Instrução A: Reproduza sem alterações as linhas dos registros, do início deles até a linha que contém "Mark the region of every instance of the tall", inclusive.

Trecho da fonte:
:::::

Pesquisar conteúdo deste blog

domingo, 13 de dezembro de 2015

Quem fala pelo planeta?


Roberto DaMatta


Os cientistas, os religiosos, as pessoas comuns, os jornalistas, os povos tribais (que não têm Estado), os bilionários, a ONU ou os países? É difícil assumir o ponto de vista da totalidade (ou seja: do mundo como um conjunto interdependente) quando somos dominados pelo individualismo – pela crença segundo a qual a parte é mais importante do que o todo.
Essa questão está dolorosamente inscrita na nossa vida social e na Conferência Mundial sobre o Clima, reunião infelizmente abafada pela crise política nacional.
A questão é importante, sobretudo, quando sofremos os efeitos perversos das mudanças climáticas no Brasil, tomando consciência tardia das transformações que afetaram o nosso ambiente “natural” em nome de um progresso obviamente ambíguo e duvidoso. Excepcionais secas e derrames pluviais, e um funesto desastre com o rompimento da barragem de Mariana, numa região mineira de exploração secular, fazem prova desse triste e irresponsável destino que temos infligido a nós mesmos.
Há algo dramático em toda essa experiência pós-moderna com o meio ambiente como mostrei no livro Conta de Mentiroso, publicado em 1993, pois a natureza sempre foi pensada como magnífica e generosa no Brasil.
Éramos um país sem tufão, furacão e terremoto, com um clima acolhedor e rios generosos que jamais seriam assassinados.
Mas, conforme seguia a fábula, essa natureza era compensada por um “povinho” terrível controlado por “políticos” piores do que Macunaíma. Pois este não tinha nenhum caráter, o que já é muito diante dos anti-heróis mistificadores de hoje em dia.

:::::

Dados a processar:
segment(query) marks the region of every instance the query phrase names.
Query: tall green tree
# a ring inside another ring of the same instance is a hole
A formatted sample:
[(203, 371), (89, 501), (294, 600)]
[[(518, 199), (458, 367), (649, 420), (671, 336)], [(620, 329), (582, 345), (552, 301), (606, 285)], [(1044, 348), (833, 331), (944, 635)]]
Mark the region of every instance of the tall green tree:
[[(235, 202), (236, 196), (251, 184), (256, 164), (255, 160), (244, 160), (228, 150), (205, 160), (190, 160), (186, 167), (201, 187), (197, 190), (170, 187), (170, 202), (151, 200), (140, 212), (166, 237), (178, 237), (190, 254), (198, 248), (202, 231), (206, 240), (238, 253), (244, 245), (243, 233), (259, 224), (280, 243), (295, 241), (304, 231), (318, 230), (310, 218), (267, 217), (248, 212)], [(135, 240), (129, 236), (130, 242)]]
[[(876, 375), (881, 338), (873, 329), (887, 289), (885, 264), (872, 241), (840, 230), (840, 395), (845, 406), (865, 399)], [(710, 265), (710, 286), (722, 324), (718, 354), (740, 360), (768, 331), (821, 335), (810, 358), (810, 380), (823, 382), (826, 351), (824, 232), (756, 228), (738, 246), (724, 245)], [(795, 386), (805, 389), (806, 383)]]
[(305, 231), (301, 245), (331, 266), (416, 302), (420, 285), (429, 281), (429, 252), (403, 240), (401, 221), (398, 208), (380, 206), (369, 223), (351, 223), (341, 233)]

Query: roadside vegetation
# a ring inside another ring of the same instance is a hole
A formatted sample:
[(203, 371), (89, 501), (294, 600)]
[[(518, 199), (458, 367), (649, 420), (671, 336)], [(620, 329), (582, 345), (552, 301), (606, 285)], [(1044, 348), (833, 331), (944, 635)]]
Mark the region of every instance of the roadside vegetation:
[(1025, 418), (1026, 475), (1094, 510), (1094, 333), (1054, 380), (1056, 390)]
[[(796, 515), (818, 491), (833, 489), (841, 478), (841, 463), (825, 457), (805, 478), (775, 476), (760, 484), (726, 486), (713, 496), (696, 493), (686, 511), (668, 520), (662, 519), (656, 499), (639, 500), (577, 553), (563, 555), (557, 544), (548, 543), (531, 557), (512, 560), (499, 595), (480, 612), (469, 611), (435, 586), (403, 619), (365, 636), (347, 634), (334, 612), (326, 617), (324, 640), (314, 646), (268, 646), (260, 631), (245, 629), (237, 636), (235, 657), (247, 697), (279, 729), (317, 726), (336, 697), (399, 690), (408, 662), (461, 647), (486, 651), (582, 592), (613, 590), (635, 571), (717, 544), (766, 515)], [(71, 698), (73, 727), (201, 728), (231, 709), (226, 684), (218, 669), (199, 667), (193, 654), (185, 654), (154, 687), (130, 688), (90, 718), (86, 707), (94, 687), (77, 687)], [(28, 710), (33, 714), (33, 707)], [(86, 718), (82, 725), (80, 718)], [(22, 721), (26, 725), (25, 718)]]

:::::

Instrução B: No trecho da fonte, reescreva de forma mais breve o parágrafo que começa com "A questão é importante, sobretudo" e mantenha seus fatos principais.

Resposta do exercício A:
segment(query) marks the region of every instance the query phrase names.
Query: tall green tree
# a ring inside another ring of the same instance is a hole
A formatted sample:
[(203, 371), (89, 501), (294, 600)]
[[(518, 199), (458, 367), (649, 420), (671, 336)], [(620, 329), (582, 345), (552, 301), (606, 285)], [(1044, 348), (833, 331), (944, 635)]]
Mark the region of every instance of the tall green tree:

Resposta do exercício B: A questão pesa sobretudo porque o Brasil já sofre os efeitos perversos das mudanças climáticas. O país percebe tarde as transformações impostas ao ambiente em nome de um progresso ambíguo e duvidoso. Secas e chuvas excepcionais e o rompimento da barragem de Mariana, numa região de exploração mineira secular, comprovam esse destino irresponsável que infligimos a nós mesmos.